COMPITO 1:
Riscrivi il brano sulla crisi italiana in tutta la parte da "E’ stato dimostrato, dallo" fino a "crescita del settore privato.", mettendo "Fondo Monetario Internazionale" al posto di "FMI".
COMPITO 2:
In base al brano sulla crisi italiana, spiega in una-tre frasi perché i servizi sociali si sono ridotti.

La situazione italiana continua a subire le conseguenze gravissime della crisi economica generale del 2008, aggravate dal forte debito pubblico.
I dati parlano da soli: economia in recessione, disoccupazione in aumento, oltre il 40% dei giovani disoccupati, nessun segnale di ripresa o se esiste è impercettibile.


La drammaticità delle condizioni sociali sono evidenti: aumento della povertà, inasprimento delle tensioni sociali, riduzione dei servizi sociali a causa dei tagli agli Enti Locali.
E’ stato dimostrato, dallo stesso FMI, che per uscire dalle crisi economiche di questa portata, è decisiva e fondamentale la ripresa degli interventi pubblici per favorire la crescita del settore privato.
Abbiamo seri dubbi che le ultime norme riducano la precarizzazione dei rapporti di lavoro, che già oggi vedono l’Italia come leader europeo per l'alto numero dei modelli di precarietà nei rapporti di lavoro, rispetto ai quali è del tutto sbagliato il superamento dell’art. 18 previsto dal Job Act in queste condizioni. Anche i nuovi provvedimenti di controllo a distanza sui lavoratori rappresentano una ulteriore forma odiosa di vessazione.

DATI REGISTRATI:
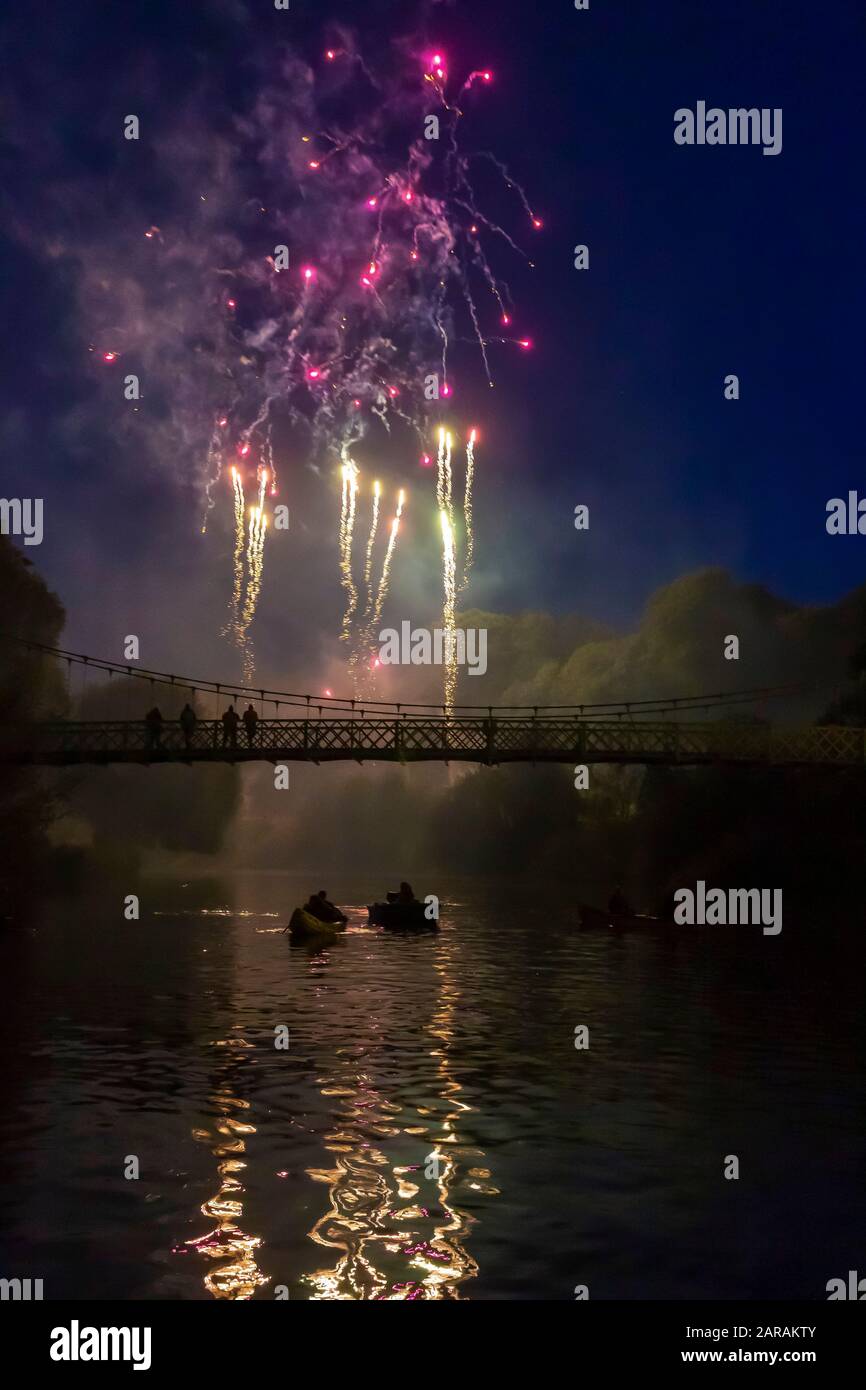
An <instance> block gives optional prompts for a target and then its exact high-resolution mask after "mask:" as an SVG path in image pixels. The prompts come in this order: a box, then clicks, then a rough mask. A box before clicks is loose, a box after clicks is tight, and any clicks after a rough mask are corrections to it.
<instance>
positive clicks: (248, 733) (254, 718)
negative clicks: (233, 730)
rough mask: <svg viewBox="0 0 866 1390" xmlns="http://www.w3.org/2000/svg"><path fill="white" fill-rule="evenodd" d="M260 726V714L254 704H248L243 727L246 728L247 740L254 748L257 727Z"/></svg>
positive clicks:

SOLUZIONE 1:
E’ stato dimostrato, dallo stesso Fondo Monetario Internazionale, che per uscire dalle crisi economiche di questa portata, è decisiva e fondamentale la ripresa degli interventi pubblici per favorire la crescita del settore privato.

SOLUZIONE 2:
I servizi sociali si sono ridotti a causa dei tagli agli Enti Locali.